Commercial pet cloning industry expanding in China despite ethical concerns

  • Video report by ITV News Asia Correspondent Debi Edward

China seems to be land of innovation - and now scientists in the Far East country have taken it to the next level.

Dodo and Coco are just four months old; both are clones of another dog, Li Shu Yan.

In the months before she died, her owner, Eric, read about a company which could keep this four-legged friend living on, even after her death at the age of 17.

Eric cloned his beloved pet shortly before she died after 17 years. Credit: ITV News

The dogs are two of more than 60 born in a lab in Beijing in recent months. Sinogene is the company behind the breeding, one of only three in the world.

The science is similar to that used to create Dolly the sheep back in 1996 but in these labs in the Chinese capital they have developed and refined cloning to make it cheaper and more accessible.

To make a clone owners need to take a cell sample from their pet before it dies, it's then inserted into a donor egg and fused, before the resulting hybrid egg is transplanted into a surrogate.

"Like every technology cloning is a double-edged sword, but it's worth being commercialised if we use it to benefit people," Dr Liu Xiaojuan of Sinogene Laboratory told ITV News.

Cloned dogs with their surrogate mother in a Beijing laboratory. Credit: ITV News

But animal rights campaigners say the process is harmful and unethical.

Alka Chandna from PETA told ITV News: "They really don't know what they are doing and this is just tinkering with genetic material in the hopes of making a lot of money at great, great ethical expense."

Whilst a clone can look the same, personalities within pets can often differ.

The cost of a clone?

Around £40,000 - but it's a price seemingly many are happy to pay.

_GOAL OF THE EXERCISE_
Please give the cost of a pet clone as stated in the pet cloning report.

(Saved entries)
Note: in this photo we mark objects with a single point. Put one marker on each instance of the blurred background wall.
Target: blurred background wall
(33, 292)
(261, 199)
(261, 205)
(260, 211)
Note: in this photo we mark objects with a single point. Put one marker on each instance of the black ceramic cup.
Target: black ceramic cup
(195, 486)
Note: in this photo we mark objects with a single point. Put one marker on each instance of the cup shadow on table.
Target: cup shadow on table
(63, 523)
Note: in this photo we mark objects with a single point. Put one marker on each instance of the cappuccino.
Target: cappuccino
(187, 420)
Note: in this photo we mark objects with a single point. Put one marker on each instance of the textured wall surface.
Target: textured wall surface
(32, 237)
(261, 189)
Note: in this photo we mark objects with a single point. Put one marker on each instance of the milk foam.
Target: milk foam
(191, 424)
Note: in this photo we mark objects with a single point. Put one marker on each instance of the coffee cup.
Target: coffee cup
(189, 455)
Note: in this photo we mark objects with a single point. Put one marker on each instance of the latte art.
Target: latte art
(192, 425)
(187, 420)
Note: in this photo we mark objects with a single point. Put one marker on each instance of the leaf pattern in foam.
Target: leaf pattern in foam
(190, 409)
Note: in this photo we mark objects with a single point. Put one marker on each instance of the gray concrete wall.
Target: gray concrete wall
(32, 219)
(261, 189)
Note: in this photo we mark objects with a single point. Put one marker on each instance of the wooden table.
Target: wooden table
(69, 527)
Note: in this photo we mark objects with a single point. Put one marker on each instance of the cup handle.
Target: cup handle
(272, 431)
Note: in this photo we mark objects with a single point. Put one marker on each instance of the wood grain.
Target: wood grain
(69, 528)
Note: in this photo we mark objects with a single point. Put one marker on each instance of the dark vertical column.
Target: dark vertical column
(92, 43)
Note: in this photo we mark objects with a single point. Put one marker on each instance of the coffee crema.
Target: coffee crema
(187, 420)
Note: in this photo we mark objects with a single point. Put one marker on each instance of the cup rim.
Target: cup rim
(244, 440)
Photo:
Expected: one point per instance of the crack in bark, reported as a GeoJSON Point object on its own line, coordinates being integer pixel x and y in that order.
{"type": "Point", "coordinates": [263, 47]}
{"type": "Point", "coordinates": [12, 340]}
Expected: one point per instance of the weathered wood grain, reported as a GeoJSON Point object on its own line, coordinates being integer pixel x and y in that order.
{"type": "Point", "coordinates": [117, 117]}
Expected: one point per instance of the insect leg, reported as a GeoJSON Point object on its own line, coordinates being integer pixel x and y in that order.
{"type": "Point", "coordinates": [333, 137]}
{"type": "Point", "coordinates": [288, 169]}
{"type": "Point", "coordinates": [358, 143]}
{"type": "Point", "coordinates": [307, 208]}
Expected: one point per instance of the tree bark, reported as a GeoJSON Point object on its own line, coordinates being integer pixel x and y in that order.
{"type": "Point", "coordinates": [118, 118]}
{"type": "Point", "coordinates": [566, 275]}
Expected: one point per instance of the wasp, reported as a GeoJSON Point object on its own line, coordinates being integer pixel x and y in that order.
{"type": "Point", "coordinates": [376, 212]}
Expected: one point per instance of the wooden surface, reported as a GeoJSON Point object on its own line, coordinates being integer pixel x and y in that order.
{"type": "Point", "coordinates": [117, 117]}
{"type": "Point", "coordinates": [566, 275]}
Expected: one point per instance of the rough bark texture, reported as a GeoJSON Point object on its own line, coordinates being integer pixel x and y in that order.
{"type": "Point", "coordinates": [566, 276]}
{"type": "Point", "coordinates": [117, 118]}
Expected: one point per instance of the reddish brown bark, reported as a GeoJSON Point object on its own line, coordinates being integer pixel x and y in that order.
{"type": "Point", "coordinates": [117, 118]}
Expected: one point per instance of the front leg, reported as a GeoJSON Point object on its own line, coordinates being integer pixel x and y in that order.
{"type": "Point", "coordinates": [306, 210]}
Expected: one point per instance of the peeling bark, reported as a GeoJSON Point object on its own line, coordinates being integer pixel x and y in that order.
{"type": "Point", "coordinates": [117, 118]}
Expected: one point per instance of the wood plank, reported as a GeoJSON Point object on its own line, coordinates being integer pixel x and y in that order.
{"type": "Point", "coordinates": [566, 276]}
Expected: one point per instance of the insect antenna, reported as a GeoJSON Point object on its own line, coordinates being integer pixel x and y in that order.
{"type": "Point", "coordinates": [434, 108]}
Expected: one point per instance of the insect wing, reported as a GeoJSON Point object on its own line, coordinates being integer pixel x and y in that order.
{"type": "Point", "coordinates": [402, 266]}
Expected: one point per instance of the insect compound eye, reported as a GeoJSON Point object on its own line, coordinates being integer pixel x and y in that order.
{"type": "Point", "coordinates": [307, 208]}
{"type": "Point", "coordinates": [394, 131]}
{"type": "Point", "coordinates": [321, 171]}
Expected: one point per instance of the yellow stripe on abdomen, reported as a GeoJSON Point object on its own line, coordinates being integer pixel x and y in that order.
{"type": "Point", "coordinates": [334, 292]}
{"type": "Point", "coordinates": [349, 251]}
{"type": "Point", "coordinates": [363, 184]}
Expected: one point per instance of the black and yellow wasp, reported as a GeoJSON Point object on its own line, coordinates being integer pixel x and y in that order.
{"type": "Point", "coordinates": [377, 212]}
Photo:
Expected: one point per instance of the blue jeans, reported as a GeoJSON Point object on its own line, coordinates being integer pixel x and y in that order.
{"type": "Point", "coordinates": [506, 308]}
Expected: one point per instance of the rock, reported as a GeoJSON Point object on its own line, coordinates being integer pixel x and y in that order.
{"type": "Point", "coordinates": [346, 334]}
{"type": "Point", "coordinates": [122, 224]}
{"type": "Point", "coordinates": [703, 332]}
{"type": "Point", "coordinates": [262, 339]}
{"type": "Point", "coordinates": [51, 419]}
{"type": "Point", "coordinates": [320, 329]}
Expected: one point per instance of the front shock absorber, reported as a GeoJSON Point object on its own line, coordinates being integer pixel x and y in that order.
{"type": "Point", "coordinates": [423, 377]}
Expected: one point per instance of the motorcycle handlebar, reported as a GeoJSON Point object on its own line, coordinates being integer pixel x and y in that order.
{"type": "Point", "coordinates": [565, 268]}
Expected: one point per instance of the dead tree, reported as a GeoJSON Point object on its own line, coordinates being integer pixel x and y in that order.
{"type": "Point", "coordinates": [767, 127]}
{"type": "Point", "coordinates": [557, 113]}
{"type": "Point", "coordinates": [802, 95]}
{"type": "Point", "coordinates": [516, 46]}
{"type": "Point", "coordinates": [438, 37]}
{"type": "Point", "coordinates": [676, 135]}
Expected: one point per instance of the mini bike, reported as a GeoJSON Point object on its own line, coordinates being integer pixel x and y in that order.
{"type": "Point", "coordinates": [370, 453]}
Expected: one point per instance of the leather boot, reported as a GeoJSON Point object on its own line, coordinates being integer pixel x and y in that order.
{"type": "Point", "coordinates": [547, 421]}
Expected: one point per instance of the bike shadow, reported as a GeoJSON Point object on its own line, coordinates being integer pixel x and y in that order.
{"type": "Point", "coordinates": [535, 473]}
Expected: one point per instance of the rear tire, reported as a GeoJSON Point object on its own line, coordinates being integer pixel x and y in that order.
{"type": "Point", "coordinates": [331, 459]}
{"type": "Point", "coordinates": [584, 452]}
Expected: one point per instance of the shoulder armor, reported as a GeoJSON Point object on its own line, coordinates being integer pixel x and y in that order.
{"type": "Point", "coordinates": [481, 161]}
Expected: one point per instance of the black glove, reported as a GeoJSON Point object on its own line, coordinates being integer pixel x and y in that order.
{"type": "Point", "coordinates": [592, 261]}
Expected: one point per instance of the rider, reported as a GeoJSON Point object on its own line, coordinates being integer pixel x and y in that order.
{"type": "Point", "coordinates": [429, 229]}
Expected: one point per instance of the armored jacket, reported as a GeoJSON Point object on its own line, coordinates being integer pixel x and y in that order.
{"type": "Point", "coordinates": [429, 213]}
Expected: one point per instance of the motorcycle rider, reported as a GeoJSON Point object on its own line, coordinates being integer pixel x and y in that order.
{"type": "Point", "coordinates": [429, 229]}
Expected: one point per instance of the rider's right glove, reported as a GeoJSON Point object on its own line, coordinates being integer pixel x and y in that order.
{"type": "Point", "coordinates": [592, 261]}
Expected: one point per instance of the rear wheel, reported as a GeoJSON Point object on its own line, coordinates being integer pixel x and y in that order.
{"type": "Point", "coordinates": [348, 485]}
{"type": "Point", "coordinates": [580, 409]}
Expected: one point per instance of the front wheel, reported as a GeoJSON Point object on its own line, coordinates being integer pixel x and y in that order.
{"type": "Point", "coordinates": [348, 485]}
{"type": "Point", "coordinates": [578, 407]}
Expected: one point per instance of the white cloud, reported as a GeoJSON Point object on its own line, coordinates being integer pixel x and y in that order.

_FINISHED EXERCISE_
Around £40,000